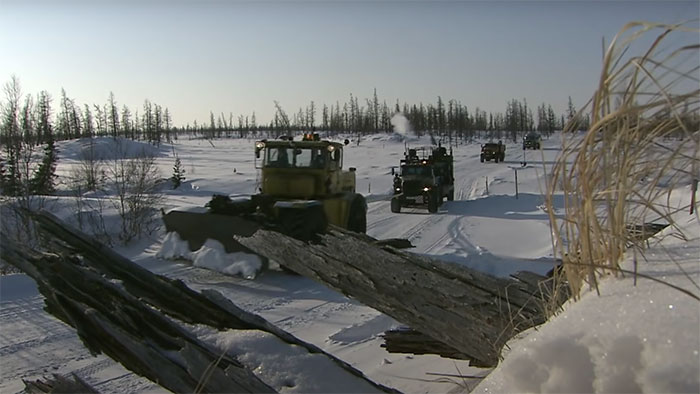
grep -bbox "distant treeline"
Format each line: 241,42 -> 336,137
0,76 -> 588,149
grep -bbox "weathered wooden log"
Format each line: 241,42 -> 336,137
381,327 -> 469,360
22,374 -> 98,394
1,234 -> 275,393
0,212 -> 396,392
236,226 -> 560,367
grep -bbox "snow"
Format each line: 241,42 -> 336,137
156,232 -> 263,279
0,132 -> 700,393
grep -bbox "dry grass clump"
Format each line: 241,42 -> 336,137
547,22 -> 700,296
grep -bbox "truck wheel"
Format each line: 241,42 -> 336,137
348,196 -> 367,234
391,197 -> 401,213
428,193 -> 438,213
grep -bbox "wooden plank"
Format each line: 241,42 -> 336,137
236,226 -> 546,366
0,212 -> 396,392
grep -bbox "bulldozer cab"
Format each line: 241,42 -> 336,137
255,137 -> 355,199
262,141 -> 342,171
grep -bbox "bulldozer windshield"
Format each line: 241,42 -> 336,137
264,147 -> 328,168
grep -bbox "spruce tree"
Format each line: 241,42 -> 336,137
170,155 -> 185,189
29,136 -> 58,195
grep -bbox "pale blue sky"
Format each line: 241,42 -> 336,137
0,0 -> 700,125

● **DIRECTIONS FOR THIS TASK**: Copy out every line of the data above verbatim, leaving out the pictures.

● **SOLUTION**:
grep -bbox "distant treeline"
Format each line: 241,42 -> 336,137
0,76 -> 588,149
grep -bbox "weathered wooden log"
Format each line: 241,42 -> 336,137
381,327 -> 469,360
22,374 -> 98,394
1,234 -> 275,393
0,212 -> 396,392
236,226 -> 560,367
grep -bbox "snow"
Format each line: 241,42 -> 336,137
156,232 -> 263,279
0,132 -> 700,393
grep -bbox "dry grass clump"
Format each line: 241,42 -> 336,137
547,22 -> 700,296
grep -bbox "truck wheel"
Format each line: 241,42 -> 336,137
348,196 -> 367,234
391,197 -> 401,213
428,193 -> 438,213
grep -bbox "wooden plank"
Format each line: 241,42 -> 336,137
236,226 -> 546,366
0,212 -> 396,392
grep -bbox "bulldozer cab"
Format each line: 241,42 -> 336,137
255,137 -> 355,199
262,141 -> 342,171
grep -bbox "bulldozer windshield"
Format each line: 241,42 -> 336,137
264,147 -> 328,168
grep -bbox "spruce tree"
Format each line: 241,42 -> 336,137
170,155 -> 185,189
29,136 -> 58,195
grep -bbox "pale blue sky"
Format each line: 241,42 -> 336,137
0,0 -> 700,125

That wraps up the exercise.